Excerpt =>

By Fred Sokolow
Using a bottleneck or slide is one of the most soulful, bluesy things a guitarist can do . . . when it’s done right. Slide sounds great when you’re playing the blues, or gospel music, but it also works wonders in country music or rock. It was inevitable, given the current popularity of the ukulele, that folks would start trying their hand at slide uke. The good news is, just about everything that can be done on slide guitar can be transferred to the ukulele.
If you’re game to try it, here’s how to get started:
There are lots of possible approaches to slide uke, but the most pressing is making the decision to retune or not to retune. It’s possible to play slide either way. Old-school slide players usually tune to an open chord, partly because you get a nice droning effect when your instrument is tuned that way, but also because it’s less demanding than playing in standard tuning.
Start in an open tuning, simply because it’s easier. You already have enough to think about, handling a slide for the first time, without making things more difficult on the fretboard. More good news: You only have to retune one string. There’s a useful open-C tuning in which you tune the first string from the standard A down to G.
Do that now, and when you strum across the open (unfretted) strings, you’ll hear a C major chord.
A lot of playing in this tuning involves barring across all four strings with the slide, playing major chords like the top line of chord charts (below).
Some players use the slide exclusively (without fretting with fingers), while others play licks and chords with the slide and with their fingers. You can play the chords you already know in standard my-dog-has-fleas tuning, if you make adjustments for the first string. The bottom line of the chords below are some easy chords to get to know.
The next issue is what to use for a slide. This is strictly a matter of taste—your local music store (or online retailer) should have a variety of slides. I prefer a thick glass slide, big enough to span all four strings, but some prefer a slide made of metal, ceramic, or plastic. Real bottlenecks often have a curvature that doesn’t match a flat fretboard, which can create problems, so watch out for that. A slide doesn’t need to be very tight, since gravity is on your side—your finger holds it on. That opens up another can of worms: which finger?
How to Use the Slide
Opinions abound. Some put the slide on either the ring finger, the index finger, or the middle finger (Bonnie Raitt uses the middle finger). Most prefer to wear the slide on the little finger, because it leaves the rest of your hand free to form chords.

Image location labeling entries =>
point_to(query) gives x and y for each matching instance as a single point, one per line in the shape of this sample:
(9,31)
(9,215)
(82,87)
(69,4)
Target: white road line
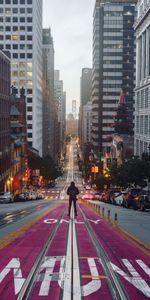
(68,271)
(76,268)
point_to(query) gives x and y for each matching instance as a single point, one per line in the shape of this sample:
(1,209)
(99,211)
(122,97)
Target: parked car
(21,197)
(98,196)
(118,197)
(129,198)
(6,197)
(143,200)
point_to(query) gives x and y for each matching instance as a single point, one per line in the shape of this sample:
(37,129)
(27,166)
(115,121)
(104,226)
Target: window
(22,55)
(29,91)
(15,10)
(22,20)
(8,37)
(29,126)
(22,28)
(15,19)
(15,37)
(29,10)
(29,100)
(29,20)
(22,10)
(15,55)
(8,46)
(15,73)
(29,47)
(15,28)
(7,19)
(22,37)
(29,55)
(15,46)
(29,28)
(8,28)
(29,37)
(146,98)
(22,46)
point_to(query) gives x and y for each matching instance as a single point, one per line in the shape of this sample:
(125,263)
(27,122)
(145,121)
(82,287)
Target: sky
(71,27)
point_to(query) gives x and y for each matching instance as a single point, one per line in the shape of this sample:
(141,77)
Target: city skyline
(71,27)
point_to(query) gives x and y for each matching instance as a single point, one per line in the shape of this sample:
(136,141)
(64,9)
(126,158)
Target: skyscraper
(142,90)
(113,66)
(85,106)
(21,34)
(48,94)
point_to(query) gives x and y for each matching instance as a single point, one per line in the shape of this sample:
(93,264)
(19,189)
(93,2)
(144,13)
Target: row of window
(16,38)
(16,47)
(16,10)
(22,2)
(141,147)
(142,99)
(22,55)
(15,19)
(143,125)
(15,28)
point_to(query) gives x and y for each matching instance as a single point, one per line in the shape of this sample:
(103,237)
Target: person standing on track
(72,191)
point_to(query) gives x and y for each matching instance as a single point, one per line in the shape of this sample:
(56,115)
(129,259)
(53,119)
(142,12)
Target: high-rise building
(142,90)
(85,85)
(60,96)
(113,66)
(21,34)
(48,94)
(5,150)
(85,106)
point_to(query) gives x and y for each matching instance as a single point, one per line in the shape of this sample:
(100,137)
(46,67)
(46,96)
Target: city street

Brief A => Return each line of the records that contains the string "Target", treating uppercase and lowercase letters as distinct.
Brief B => Extend the article on playing slide ukulele, starting after its final sentence.

Output A =>
Target: white road line
Target: parked car
Target: window
Target: sky
Target: city skyline
Target: skyscraper
Target: row of window
Target: person standing on track
Target: high-rise building
Target: city street

Output B =>
Here are some other pointers about handling the slide:
- Go lightly. If you press down too hard on the strings, you’ll hear the slide drag over the frets.
- With the slide on your little finger, you can dampen the strings with your ring finger, behind the slide, to cut down on unwanted noises.
- Vibrato is an important part of slide playing. It’s that wobble you get by shaking the slide on a sustained note, to imitate the vibrato of a singing voice. It’s all in the left hand. To get vibrato on a string, anchor your left-hand thumb against the back of the neck, and shake your hand from the wrist.
- To get the right pitch with a slide, fret a string directly over the fret wire, not between the fret wires as you would normally.
- Intonation (getting the right pitch) is all-important. Theoretically, it’s easy. All you have to do is listen while aiming for the right note, and if you overshoot or undershoot, adjust the slide up or down with a little vibrato.
Now, Let’s Play Some Tunes!
“Betty and Dupree” is a traditional 12-bar blues. Here’s a simple strumming backup to it, to get you used to using a slide. Using open-C tuning, the F chord is a barre across the fifth fret, and the G is at the seventh fret. In this accompaniment, you slide up to each chord from one or two frets back. There are also a few very simple fills—melodic phrases that fill the gaps in the vocal line.
(Be sure to listen to the sound files before attempting to play the tabbed-out songs.)
“Betty and Dupree”: Backup
“Betty and Dupree”: Solo
Here’s a solo for “Betty and Dupree.” A lot of the melody notes are in the barred chords. The fills are a little more elaborate.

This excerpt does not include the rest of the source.